### THE EXERCISE
Locate each line in the listing below that contains the word "printed", and copy those lines. Match the case exactly.

--- start of MATERIAL PROVIDED ---

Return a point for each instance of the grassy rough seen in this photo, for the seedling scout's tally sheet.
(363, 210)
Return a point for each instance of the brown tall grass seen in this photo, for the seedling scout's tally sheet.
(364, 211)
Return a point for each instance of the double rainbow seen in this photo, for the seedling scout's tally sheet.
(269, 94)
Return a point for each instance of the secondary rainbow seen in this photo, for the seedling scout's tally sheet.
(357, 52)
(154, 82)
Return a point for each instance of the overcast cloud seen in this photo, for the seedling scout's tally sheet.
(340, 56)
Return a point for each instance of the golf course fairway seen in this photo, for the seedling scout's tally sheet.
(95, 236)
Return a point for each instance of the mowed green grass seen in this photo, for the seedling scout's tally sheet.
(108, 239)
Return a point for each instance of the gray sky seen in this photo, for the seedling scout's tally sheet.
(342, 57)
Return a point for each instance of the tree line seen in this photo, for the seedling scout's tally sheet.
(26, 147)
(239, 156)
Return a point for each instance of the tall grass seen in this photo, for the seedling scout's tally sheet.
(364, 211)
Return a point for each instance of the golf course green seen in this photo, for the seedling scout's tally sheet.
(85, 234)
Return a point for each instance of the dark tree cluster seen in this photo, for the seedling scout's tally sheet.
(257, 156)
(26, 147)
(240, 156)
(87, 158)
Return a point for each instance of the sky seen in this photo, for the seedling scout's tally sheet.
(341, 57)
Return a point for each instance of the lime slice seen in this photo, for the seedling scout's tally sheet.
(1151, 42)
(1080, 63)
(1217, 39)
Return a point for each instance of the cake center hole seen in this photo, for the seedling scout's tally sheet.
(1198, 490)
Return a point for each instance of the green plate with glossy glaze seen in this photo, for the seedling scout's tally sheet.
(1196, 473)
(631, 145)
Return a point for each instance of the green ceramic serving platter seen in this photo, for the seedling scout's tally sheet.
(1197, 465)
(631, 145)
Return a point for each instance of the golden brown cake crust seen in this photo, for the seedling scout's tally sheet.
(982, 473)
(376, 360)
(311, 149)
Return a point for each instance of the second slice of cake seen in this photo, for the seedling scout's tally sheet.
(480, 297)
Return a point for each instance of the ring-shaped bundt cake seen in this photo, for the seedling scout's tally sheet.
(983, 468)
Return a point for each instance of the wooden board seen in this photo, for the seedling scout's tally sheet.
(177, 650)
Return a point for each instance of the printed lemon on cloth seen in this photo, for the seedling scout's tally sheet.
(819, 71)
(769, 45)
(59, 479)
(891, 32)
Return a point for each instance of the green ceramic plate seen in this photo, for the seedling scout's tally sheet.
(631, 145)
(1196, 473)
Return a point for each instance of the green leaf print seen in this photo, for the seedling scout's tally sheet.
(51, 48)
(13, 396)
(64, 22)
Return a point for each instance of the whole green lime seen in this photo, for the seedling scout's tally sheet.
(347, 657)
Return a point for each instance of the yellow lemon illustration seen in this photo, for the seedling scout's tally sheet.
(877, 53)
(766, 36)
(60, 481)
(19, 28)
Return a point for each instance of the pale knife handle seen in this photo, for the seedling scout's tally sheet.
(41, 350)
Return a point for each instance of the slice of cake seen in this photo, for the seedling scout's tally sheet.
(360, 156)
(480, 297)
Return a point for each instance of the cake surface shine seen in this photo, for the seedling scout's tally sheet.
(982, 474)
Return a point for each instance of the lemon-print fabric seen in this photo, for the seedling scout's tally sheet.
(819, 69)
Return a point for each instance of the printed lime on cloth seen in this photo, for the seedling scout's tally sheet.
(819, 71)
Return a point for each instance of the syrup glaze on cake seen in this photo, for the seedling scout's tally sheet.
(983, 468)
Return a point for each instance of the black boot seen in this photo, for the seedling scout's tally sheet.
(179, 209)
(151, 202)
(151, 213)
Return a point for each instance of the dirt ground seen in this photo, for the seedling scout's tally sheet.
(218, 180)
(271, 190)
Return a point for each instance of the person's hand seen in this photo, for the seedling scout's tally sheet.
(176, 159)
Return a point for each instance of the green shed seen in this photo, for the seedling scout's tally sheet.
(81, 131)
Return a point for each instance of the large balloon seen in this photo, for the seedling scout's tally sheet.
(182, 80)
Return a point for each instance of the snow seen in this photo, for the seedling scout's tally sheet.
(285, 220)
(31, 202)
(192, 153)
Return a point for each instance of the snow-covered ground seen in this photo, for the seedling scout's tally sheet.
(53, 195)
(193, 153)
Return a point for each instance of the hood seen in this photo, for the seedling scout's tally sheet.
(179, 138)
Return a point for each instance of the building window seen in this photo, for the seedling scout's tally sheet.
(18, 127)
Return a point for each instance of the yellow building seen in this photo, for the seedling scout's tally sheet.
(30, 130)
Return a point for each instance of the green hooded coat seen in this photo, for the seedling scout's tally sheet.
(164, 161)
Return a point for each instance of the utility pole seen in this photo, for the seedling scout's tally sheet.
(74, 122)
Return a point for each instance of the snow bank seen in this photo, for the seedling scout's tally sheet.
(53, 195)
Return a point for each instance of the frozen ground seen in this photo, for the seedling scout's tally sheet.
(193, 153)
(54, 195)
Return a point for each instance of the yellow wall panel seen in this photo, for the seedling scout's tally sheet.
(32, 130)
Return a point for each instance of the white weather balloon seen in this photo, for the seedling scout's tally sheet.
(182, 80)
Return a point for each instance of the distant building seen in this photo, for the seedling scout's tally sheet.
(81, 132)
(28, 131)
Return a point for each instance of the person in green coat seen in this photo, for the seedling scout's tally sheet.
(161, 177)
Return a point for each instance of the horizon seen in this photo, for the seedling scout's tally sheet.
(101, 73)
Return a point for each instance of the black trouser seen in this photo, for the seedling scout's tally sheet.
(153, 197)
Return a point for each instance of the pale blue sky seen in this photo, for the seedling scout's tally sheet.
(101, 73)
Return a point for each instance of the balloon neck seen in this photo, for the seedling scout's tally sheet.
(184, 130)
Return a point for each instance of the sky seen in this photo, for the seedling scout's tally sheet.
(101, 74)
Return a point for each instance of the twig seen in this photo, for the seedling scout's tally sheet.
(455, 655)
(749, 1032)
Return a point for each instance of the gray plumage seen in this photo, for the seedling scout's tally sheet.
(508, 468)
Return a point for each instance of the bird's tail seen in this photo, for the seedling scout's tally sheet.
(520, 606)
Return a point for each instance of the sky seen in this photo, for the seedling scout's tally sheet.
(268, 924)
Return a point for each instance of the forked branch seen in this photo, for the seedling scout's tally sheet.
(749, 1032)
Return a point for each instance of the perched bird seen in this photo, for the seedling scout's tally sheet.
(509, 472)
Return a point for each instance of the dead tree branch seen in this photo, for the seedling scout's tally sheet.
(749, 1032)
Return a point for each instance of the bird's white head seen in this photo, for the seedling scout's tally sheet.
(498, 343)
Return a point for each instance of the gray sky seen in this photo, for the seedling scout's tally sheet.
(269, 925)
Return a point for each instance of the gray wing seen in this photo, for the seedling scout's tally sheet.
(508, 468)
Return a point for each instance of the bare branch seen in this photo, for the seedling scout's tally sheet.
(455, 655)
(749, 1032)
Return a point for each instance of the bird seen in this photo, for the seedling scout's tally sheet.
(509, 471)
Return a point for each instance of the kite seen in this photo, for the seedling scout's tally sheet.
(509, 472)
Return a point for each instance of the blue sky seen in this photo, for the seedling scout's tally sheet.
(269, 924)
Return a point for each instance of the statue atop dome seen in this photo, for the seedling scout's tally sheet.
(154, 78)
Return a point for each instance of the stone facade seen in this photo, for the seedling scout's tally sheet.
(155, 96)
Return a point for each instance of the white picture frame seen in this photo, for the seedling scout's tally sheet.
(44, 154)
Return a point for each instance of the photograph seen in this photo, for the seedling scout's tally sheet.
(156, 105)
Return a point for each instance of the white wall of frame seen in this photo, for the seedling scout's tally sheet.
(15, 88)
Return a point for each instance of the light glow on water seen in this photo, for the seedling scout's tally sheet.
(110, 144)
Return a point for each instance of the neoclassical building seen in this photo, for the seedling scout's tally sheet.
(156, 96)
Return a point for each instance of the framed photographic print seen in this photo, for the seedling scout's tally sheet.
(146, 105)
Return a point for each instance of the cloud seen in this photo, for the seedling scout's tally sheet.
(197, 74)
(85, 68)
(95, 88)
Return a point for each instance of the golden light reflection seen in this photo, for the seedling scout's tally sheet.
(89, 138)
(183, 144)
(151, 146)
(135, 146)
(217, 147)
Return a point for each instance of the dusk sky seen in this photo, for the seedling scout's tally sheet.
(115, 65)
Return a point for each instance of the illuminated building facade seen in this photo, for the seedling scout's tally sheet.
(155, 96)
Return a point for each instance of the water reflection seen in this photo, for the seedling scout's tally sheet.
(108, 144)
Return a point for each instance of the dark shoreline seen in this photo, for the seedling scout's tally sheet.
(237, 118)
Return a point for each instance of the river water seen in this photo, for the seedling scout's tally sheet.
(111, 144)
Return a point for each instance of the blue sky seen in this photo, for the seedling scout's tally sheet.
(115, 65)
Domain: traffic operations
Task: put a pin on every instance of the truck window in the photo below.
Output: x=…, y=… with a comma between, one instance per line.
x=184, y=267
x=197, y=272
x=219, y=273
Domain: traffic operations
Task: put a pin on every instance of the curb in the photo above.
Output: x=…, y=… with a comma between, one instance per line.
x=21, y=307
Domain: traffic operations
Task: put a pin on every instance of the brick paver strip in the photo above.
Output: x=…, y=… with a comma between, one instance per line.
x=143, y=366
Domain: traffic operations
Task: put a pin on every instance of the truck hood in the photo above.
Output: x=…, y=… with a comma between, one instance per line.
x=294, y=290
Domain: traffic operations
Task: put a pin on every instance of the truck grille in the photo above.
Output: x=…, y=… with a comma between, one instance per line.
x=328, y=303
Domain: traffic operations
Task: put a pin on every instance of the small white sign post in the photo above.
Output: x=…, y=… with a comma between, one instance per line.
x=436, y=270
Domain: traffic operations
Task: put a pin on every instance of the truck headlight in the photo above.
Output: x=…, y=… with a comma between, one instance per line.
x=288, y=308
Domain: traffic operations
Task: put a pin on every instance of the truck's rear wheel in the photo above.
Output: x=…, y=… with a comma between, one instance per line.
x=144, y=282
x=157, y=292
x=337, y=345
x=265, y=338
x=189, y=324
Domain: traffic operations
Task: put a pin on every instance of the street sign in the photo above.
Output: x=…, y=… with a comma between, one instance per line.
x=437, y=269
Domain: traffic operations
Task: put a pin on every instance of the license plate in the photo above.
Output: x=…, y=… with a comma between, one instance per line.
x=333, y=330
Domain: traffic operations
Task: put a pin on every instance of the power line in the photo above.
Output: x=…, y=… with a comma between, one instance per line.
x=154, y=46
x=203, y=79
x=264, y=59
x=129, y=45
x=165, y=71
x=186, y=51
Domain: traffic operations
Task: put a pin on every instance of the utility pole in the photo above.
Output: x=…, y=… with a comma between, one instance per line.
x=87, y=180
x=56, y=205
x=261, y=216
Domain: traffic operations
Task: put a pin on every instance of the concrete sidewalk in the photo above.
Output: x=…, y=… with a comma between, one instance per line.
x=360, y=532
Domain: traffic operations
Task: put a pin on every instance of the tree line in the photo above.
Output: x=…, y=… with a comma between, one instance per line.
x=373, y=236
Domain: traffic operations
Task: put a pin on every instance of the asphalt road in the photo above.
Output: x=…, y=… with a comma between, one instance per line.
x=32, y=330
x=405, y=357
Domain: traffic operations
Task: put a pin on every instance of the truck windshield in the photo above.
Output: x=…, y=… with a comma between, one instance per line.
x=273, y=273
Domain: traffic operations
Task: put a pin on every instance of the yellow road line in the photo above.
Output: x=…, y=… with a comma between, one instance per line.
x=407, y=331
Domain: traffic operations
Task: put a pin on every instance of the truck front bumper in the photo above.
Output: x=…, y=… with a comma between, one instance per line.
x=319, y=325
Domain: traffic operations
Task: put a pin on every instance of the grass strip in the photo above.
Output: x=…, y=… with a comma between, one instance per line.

--- end of MATERIAL PROVIDED ---

### FINISHED TASK
Return a point for each instance of the printed lemon on cloth seen in this photo, for the seedling scout's tally sheet.
Return a point for each instance of the printed lime on cloth seen in this photo, for the seedling scout's tally sheet.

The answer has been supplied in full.